━━━━━ Extracted entries ━━━━━

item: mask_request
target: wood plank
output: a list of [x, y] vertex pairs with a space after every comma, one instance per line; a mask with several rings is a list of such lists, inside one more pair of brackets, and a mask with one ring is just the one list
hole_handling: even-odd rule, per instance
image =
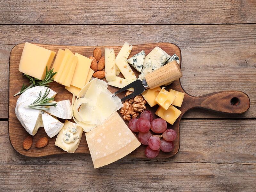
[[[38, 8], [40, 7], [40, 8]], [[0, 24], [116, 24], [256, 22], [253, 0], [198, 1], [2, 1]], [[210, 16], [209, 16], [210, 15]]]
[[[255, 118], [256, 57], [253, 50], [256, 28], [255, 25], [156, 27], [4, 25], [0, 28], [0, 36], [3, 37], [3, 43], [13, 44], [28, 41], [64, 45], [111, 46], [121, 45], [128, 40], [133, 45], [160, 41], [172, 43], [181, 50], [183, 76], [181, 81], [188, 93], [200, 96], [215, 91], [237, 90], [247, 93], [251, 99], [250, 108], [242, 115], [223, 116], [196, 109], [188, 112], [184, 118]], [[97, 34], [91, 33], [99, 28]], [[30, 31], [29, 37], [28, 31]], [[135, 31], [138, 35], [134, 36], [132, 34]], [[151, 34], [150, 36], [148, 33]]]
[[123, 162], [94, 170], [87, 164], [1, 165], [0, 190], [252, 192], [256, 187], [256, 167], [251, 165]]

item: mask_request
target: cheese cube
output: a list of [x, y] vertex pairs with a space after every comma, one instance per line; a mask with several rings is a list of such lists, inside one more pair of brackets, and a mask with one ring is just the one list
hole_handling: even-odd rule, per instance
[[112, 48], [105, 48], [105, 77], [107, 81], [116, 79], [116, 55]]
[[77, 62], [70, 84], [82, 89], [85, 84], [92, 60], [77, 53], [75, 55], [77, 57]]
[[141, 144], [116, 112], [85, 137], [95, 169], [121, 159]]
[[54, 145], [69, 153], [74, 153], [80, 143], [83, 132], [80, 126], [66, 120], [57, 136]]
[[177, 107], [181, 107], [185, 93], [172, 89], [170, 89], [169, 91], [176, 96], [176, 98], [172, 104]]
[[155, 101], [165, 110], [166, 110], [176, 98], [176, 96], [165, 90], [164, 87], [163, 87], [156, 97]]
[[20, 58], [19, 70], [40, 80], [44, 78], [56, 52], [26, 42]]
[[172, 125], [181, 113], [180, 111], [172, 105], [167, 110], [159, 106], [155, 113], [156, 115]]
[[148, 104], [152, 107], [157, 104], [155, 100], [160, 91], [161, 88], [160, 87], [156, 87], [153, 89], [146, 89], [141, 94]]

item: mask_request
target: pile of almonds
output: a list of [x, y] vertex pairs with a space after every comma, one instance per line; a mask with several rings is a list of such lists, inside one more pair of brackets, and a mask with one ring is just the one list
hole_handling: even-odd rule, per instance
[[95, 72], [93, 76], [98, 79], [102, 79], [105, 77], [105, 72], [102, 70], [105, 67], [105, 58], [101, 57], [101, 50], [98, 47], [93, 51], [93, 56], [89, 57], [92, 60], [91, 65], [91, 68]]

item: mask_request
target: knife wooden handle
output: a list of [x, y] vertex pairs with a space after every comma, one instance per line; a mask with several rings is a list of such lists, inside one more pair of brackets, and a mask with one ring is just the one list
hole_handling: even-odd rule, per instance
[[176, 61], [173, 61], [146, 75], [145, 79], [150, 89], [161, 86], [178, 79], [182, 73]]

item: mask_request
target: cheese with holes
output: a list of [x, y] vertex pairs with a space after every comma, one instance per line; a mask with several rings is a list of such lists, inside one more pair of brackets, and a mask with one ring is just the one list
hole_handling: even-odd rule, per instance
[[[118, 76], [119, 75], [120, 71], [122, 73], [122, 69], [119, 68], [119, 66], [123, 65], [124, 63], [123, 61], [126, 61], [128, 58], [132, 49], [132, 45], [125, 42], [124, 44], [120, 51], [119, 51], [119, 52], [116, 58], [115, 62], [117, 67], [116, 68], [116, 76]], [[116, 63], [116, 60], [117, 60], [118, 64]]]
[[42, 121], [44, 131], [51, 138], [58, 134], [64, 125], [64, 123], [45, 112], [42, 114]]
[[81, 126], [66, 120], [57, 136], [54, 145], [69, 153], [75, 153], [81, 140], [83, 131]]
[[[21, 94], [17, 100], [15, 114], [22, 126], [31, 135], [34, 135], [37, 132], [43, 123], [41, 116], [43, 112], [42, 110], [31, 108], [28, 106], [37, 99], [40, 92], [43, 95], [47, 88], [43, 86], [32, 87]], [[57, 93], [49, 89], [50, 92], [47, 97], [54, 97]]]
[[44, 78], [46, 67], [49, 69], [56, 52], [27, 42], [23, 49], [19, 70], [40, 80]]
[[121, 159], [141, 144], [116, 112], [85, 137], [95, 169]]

━━━━━

■ Problem to work on ■
Which lines in the entries above contain the string "cheese"? Return each of those lines.

■ Response to this exercise ■
target: cheese cube
target: cheese with holes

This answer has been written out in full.